* **Text provided**
###

Egypt in front for the first time. A trademark Salah finish, delivered on the biggest stage, and a goal that carried more than just a scoreline. At 34, he became Egypt’s oldest World Cup goalscorer, and the oldest African player on record to both score and assist in a World Cup match.

For a man supposedly past his Liverpool peak, this World Cup is offering a sharp reminder: he still lives for nights like this.

Salah’s World Cup record remains spotless. He scored in both of his games in 2018, against Russia and Saudi Arabia. In 2026, he has now produced either a goal or an assist in every match he has played, having set up Hany’s strike against Belgium before dismantling New Zealand.

This tournament has been billed as the World Cup of the superstar. In Vancouver, one of the originals made sure his name stayed in that conversation.

Trezeguet seals it, Egypt dare to dream

New Zealand tried to push back, but their early fluency had gone. Egypt, energised and emboldened, played with the confidence of a side who finally believed this was their night.

On 82 minutes, Salah stepped up again, this time from the corner flag on the left. His delivery was vicious, whipped into the danger zone. Substitute Trezeguet attacked it with full commitment, diving to meet the ball and thundering his header past Crocombe.

Three-one. The game was done, and with it, decades of World Cup frustration began to lift.

There was still time for one more chance. Deep into stoppage time, Zizo rounded Crocombe and seemed certain to add a fourth, only to hesitate and see his effort blocked. It hardly mattered. The damage to New Zealand’s hopes – and the boost to Egypt’s – was complete.

Bazeley left frustrated, Salah thinking bigger

Bazeley did not hide his frustration afterwards. New Zealand had been “so good in the first half,” in his words, dominating possession and carving out chances. But when Egypt raised the tempo, his side could not match it. Now, their route to history is brutally simple: they must beat Belgium.

For Egypt, the mood could not be more different.

Salah called the win “incredible” and “a great achievement” for players and staff alike, speaking of a team that wants to “write history and qualify” and be remembered for one of the greatest achievements in Egyptian football.

They are not there yet. The knockout stages still need to be secured. But in Vancouver, under the lights, Egypt finally won a World Cup game – and did it with their greatest player at the heart of everything.

If this is how their story starts, what will the next chapter look like?

###

* **Material shown**

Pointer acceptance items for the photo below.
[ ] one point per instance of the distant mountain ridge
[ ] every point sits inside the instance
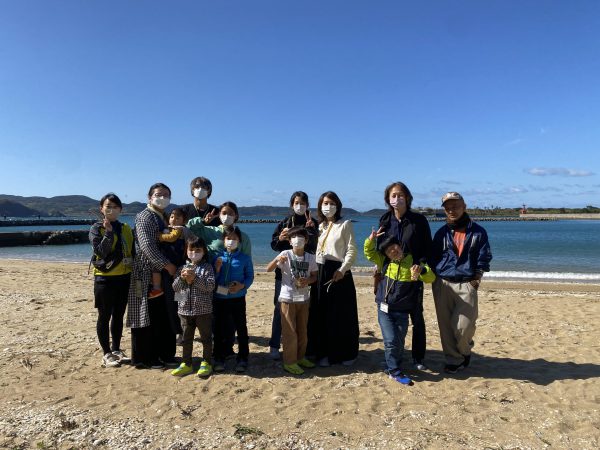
(79, 206)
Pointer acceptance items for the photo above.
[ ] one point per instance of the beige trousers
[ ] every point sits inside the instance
(456, 309)
(294, 319)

###

* **Jobs**
(1) Answer these questions using the match report:
(a) How old was Salah when he became Egypt's oldest World Cup goalscorer?
(b) On what minute did Trezeguet head in Egypt's third goal?
(c) Which team must New Zealand now beat?
(2) Output the part of the match report between "Trezeguet seals it, Egypt" and "began to lift.", inclusive, copying it word for word.

* **Answers to the exercise**
(1)
(a) 34
(b) 82 minutes
(c) Belgium

(2)
Trezeguet seals it, Egypt dare to dream

New Zealand tried to push back, but their early fluency had gone. Egypt, energised and emboldened, played with the confidence of a side who finally believed this was their night.

On 82 minutes, Salah stepped up again, this time from the corner flag on the left. His delivery was vicious, whipped into the danger zone. Substitute Trezeguet attacked it with full commitment, diving to meet the ball and thundering his header past Crocombe.

Three-one. The game was done, and with it, decades of World Cup frustration began to lift.